Extract to read:
● ● ●

Assembly of nitrous oxide reductase, a key enzyme in climate change

LEBRUN_U20DTP1

Nitrous oxide (N2O) is a greenhouse gas with a ~300 fold greater global warming potential than CO2 and an ability to deplete stratospheric ozone. Much of the N2O generated arises from activity of soil bacteria that are able to grow anaerobically through denitrification, a process central to the biogeochemical cycling of nitrogen, in which nitrate is reduced stepwise to dinitrogen (N2) via nitrite, nitric oxide (NO), and N2O.

The last step of the pathway, reduction of N2O to the environmentally harmless N2, is catalysed by the enzyme nitrous oxide reductase (N2OR); failure of this step to occur is the major cause of N2O release into the atmosphere. Atmospheric levels of N2O are increasing, in large part due to the increased use in agriculture of nitrogenous fertilisers.

N2OR is a soluble homodimeric enzyme, with each subunit composed of two domains. One binds CuA,a thiol-bridged dinuclear copper centre, while the other binds CuZ, a unique tetranuclear Cu cluster that also contains sulfide. Assembly of the Cu cofactors of N2OR occurs in the periplasm and is dependent on a number of assembly proteins whose functions are, in most cases, not well defined.

● ● ●

Exercise requirements:
1 - Answer these about the nitrous oxide reductase text:
(a) How much greater is the global warming potential of N2O than that of CO2?
(b) What is the major cause of N2O release into the atmosphere?
(c) Where does assembly of the Cu cofactors of N2OR occur?
2 - Extend the nitrous oxide reductase text by writing what comes after its last sentence.
The data that comes next is from a different source than this text.

● ● ●

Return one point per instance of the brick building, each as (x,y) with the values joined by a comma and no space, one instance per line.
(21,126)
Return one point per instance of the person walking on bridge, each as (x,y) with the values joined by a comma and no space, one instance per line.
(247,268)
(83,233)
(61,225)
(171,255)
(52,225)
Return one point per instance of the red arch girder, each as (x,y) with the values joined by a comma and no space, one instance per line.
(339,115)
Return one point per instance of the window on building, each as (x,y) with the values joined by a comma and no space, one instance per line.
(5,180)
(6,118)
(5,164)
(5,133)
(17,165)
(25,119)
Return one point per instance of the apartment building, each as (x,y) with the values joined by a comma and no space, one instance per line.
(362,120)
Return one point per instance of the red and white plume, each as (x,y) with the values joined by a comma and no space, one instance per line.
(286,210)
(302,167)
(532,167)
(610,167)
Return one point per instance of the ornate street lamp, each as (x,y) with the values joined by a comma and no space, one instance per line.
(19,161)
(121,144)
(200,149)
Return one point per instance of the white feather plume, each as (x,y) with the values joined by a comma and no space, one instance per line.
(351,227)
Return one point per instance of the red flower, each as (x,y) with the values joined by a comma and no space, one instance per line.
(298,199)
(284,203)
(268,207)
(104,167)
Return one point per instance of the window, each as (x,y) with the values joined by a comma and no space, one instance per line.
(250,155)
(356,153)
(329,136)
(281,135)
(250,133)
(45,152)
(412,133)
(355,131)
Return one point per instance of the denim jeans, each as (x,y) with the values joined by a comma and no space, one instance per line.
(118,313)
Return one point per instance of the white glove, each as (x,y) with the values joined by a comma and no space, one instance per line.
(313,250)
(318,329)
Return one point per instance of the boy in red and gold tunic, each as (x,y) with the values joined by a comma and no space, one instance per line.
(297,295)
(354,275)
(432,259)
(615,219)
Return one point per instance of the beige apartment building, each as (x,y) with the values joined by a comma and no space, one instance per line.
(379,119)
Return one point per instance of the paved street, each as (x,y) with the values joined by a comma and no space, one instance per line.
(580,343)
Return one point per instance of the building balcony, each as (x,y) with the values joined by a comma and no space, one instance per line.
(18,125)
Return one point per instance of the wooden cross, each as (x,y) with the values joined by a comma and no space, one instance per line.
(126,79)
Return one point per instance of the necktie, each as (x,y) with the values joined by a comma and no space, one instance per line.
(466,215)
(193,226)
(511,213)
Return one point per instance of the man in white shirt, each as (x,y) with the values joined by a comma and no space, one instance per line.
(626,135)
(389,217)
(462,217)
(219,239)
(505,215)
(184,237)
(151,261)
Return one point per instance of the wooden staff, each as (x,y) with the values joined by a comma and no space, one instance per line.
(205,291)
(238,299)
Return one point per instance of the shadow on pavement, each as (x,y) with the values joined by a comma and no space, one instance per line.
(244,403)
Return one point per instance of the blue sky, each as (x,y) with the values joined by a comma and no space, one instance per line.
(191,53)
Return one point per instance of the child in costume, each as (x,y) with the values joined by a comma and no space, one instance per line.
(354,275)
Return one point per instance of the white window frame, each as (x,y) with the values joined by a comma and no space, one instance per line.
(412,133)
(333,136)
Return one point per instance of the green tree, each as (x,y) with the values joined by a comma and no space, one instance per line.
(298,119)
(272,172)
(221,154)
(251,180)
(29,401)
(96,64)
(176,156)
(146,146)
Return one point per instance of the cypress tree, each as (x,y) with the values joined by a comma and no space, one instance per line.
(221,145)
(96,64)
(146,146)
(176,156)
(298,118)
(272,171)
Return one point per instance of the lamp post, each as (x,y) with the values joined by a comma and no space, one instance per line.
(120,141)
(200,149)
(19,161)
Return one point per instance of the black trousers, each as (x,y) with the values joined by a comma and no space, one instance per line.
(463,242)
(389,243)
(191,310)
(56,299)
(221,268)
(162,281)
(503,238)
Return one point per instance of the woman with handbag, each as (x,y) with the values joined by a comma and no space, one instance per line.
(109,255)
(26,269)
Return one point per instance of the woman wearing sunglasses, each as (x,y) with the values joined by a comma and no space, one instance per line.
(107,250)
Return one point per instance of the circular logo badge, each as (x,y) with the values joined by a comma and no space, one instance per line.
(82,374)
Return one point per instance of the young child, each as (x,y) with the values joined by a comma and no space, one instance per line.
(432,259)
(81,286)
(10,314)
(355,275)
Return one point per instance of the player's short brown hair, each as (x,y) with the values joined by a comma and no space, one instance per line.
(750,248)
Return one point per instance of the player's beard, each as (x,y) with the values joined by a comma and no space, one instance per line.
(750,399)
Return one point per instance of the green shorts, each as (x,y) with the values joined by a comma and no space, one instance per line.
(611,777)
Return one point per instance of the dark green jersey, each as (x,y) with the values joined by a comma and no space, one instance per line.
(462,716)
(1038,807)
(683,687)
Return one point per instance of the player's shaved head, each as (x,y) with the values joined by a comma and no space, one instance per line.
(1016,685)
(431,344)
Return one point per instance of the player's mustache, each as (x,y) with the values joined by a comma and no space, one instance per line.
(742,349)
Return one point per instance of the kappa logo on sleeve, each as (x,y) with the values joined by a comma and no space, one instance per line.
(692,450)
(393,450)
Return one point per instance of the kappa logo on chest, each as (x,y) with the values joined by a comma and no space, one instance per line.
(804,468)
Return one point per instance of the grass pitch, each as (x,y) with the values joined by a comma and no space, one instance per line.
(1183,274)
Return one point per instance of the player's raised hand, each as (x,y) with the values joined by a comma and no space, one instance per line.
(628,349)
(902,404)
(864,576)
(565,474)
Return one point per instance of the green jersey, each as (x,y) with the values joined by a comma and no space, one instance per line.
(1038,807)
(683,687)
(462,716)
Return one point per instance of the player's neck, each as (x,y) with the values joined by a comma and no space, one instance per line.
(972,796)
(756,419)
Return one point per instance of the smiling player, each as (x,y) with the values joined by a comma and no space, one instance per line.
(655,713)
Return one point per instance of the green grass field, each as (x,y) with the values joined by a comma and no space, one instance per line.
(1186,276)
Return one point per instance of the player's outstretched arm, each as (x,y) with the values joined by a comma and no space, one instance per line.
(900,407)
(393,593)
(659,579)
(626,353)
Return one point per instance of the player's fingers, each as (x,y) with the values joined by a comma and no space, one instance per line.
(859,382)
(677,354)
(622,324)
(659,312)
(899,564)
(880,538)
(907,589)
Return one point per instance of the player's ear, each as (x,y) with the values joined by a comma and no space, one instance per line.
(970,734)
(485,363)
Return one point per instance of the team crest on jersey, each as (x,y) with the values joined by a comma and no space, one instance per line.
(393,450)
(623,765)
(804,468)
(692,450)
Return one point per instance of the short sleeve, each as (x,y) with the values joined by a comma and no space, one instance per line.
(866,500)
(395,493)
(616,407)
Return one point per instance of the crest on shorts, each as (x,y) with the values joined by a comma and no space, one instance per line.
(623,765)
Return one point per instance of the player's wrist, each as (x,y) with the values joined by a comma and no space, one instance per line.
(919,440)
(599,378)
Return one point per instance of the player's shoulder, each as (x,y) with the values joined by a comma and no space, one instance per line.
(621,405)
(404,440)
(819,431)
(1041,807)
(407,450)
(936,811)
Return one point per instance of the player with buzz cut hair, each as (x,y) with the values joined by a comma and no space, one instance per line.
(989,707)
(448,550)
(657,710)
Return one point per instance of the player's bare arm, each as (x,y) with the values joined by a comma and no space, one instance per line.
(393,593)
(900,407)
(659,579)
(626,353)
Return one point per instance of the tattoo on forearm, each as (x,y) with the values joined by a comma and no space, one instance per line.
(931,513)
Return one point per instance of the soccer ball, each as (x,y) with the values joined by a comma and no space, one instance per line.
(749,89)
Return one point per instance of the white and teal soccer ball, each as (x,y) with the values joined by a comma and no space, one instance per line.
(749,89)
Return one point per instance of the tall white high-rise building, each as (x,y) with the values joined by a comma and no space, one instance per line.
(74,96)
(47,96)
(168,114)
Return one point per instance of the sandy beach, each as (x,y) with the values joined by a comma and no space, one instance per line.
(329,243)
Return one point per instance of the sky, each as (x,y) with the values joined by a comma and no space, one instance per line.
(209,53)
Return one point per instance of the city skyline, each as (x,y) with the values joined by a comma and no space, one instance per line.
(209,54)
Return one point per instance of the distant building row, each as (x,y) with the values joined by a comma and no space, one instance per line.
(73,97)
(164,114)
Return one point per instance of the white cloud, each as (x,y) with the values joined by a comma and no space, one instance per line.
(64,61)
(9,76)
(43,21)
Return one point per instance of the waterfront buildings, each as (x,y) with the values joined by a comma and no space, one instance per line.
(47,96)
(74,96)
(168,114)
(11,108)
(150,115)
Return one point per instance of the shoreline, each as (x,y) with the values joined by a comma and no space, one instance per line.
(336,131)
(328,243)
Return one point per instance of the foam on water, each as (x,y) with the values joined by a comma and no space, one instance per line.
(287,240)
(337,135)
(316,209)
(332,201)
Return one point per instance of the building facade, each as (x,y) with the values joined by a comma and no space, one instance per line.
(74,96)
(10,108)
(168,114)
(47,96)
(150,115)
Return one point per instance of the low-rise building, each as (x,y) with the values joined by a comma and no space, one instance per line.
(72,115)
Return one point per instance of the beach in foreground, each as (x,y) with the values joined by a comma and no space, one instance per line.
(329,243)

● ● ●

Results:
1 -
(a) About 300 fold greater.
(b) Failure of the last step of the pathway, the reduction of N2O to N2, to occur.
(c) In the periplasm.

2 -
This project aims to provide new molecular detail of the trafficking of copper and sulfide within the bacterial cell for assembly of Cu centres of N2OR, leading to new insights into the biogenesis of N2OR that will feed into long-term efforts towards maximising N2OR activity in soils, thereby reducing N2O emissions.

This multi-disciplinary project will be based in the Le Brun and Gates labs at UEA and the Balk lab at John Innes Centre and will involve microbiology, protein purification, biochemistry and bioanalytical techniques, offering excellent training potential for the appointed student within a supportive and stimulating environment.